# PROMPT:
Copy the material below starting at the line containing "Find the spanish" and ending at the line containing "pixel 196 196", both included. Shift both pixel coordinates up by 120 on every line that holds only a coordinate pair, and leave all other lines unchanged.

# GIVEN DATA:
──────────

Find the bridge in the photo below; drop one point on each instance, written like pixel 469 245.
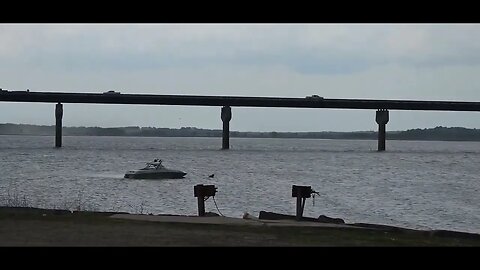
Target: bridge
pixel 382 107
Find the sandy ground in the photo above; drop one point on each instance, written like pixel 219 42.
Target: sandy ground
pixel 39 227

──────────

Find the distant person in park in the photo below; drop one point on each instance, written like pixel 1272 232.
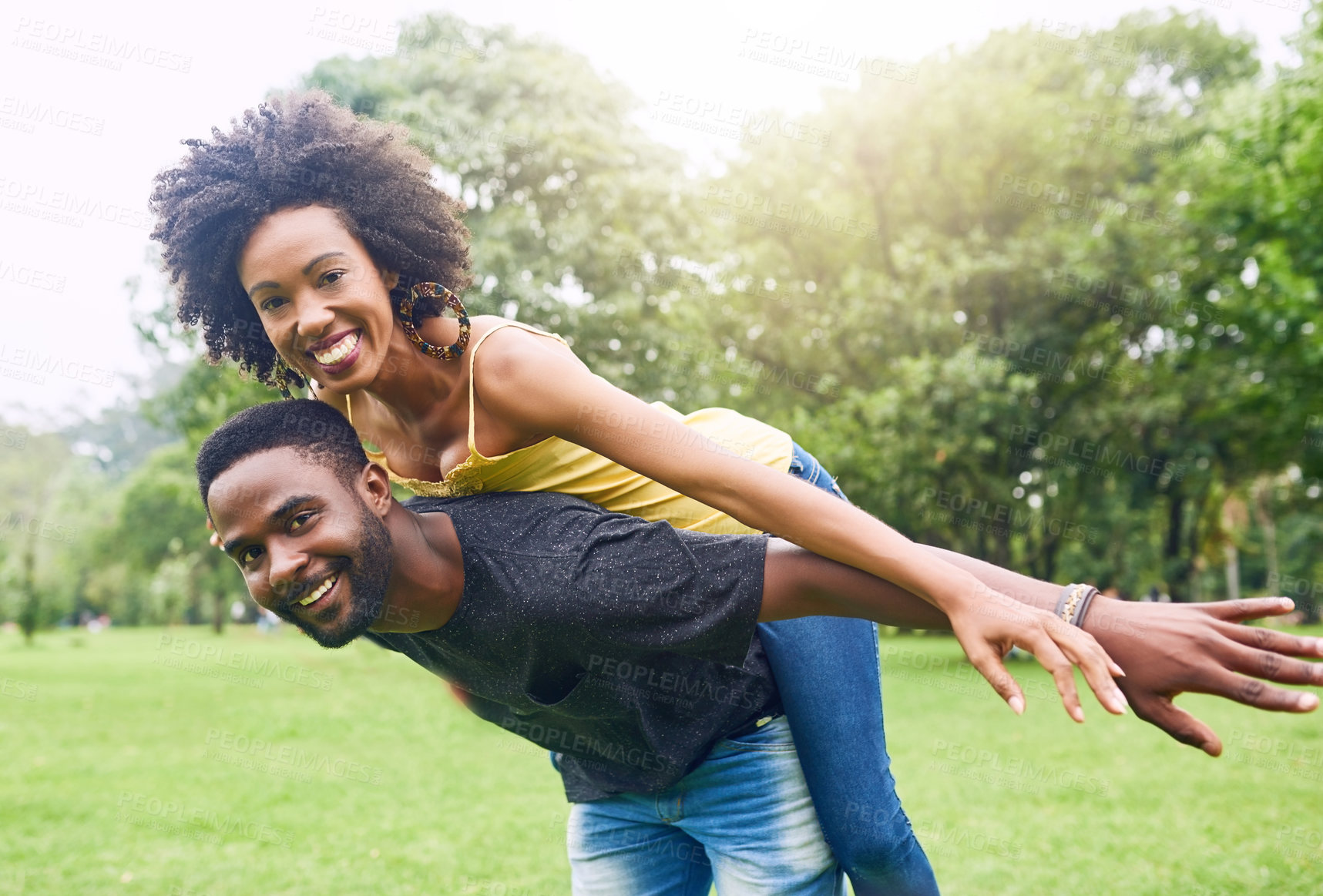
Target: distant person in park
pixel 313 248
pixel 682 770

──────────

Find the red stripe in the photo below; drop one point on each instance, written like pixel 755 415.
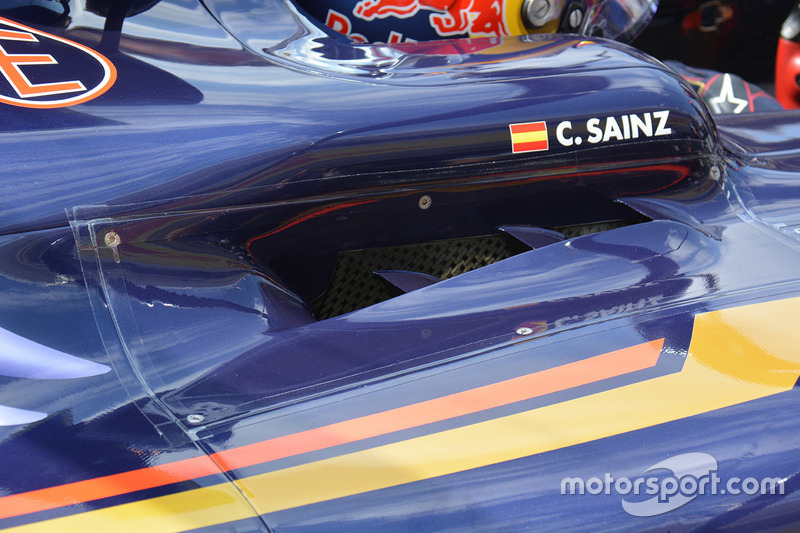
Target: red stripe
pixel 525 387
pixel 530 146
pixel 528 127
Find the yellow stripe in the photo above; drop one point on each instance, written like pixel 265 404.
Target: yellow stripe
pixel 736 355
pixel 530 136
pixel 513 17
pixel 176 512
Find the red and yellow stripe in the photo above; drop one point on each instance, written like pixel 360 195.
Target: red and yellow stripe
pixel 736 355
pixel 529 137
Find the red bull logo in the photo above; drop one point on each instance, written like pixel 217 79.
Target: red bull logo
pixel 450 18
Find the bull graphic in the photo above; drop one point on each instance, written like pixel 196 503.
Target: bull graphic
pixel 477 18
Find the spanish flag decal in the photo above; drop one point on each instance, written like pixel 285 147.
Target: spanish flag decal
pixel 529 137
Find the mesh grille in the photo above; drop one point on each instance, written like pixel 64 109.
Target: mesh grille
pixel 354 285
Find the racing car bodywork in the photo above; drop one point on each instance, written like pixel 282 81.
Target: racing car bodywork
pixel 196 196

──────────

# CORRECT RESPONSE:
Find the spanish flag decal in the photo above; drop one point on each instance, written like pixel 285 147.
Target: spanish flag decal
pixel 649 257
Find the mesh grille in the photo above; drop one point on each instance, written like pixel 64 109.
Target: mesh grille
pixel 474 405
Find the racing car bodywork in the photo above; drop one point on each instance, written like pixel 282 81.
Target: racing car bodywork
pixel 316 316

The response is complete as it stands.